*Descrizione del problema*
Secondo il brano sulla seconda giornata alla fattoria di Yasgur, quale era la struttura ospedaliera più vicina?

*Brano di partenza*
+ + + + + + +

Sabato 16 agosto.
La seconda giornata
La pioggia e il fango avevano portato le condizioni igieniche della fattoria di Yasgur al grado zero. E la straordinaria diffusione di droghe aveva fatto il resto. Le due cose insieme portarono a un dramma. All’alba del sabato la fattoria di Yasgur era un accampamento nel caos più totale, ovunque c’erano fango, tende, immondizia, sacchi a pelo, cicche, carte, vestiti bagnati abbandonati. L’organizzazione provò a fare pulizia, i proprietari dei terreni si misero anche loro a dare una mano, soprattutto cercando di ripulire le toilette. Su una collina un trattore tentava di passare attraverso l’immondizia e i sacchi a pelo, rimorchiando un carrello con un contenitore dei rifiuti dei bagni. Il trattore non vide un sacco a pelo e ci passò sopra: in quel sacco a pelo dormiva un ragazzo di diciassette anni, Raymond Mizak. Alcuni ragazzi corsero ad aiutarlo, chiamarono un’ambulanza, ma prima che l’elicottero potesse arrivare a prenderlo Mizak era già morto. Come molti altri ragazzi era andato al festival senza dirlo ai genitori, che non gli avevano dato il permesso.
Uno dei problemi più seri da affrontare era proprio quello dell’assistenza medica. Un responsabile c’era, il dottor William Abruzzi, ma il cuore era rappresentato da decine di infermiere volontarie che erano arrivate, su invito dello stesso Abruzzi, da tutte le località limitrofe. L’ospedale di Monticello era la struttura più vicina e molti dei feriti o dei ragazzi che stavano male furono portati lì. E poi c’era la «freak out tent», la tenda messa in piedi dall’organizzazione, gestita dalla Hog Farm, per aiutare i ragazzi che avevano problemi con le droghe, e in particolare con i cattivi «viaggi» fatti con l’Lsd. Lo staff medico aveva abbondanti dosi di torazina e di altri medicinali, dall’altra parte i più esperti Hog Farmers sapevano come intervenire con tecniche psicologiche. Le infermiere, dopo aver visto gli hippies in azione, cominciarono a usare anche loro l’approccio psicologico, mettendo da parte i medicinali. Si stava creando una situazione assurda, del tutto inedita, almeno in quelle proporzioni: gran parte dei consumatori di Lsd lo erano del tutto inconsapevolmente, perché dosi di acido erano state diffuse ovunque. Molti giovanissimi finivano nelle freak out tent perché non capivano esattamente cosa gli stesse accadendo, e questo creava loro forti disturbi psicologici. «Io non bevevo da nulla che non avessi riempito o lavato personalmente – disse Michael Lang –, non fumai nemmeno uno spinello durante il festival, non potevo permettermi di perdere il controllo in una situazione simile». Lang chiamò molte altre infermiere ed altri medici, che iniziarono ad arrivare la mattina del sabato. Dal palco sia Morris che Wavy Gravy più volte chiesero aiuto a qualche medico tra il pubblico.

+ + + + + + +

*Materiale fornito*

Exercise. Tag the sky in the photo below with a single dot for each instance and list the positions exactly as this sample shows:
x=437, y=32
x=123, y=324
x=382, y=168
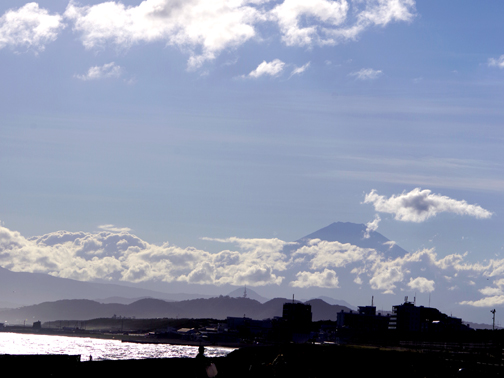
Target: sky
x=138, y=135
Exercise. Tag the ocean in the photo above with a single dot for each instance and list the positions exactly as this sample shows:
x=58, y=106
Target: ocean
x=98, y=349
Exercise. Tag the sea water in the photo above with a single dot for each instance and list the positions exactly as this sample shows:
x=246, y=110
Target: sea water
x=98, y=349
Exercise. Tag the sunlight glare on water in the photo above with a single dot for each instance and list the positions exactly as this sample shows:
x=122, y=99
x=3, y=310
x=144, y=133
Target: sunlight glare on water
x=99, y=349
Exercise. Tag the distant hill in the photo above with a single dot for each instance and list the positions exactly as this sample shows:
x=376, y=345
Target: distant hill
x=217, y=308
x=353, y=233
x=22, y=288
x=238, y=293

+ + + + + + +

*Soluzione del problema*
L'ospedale di Monticello.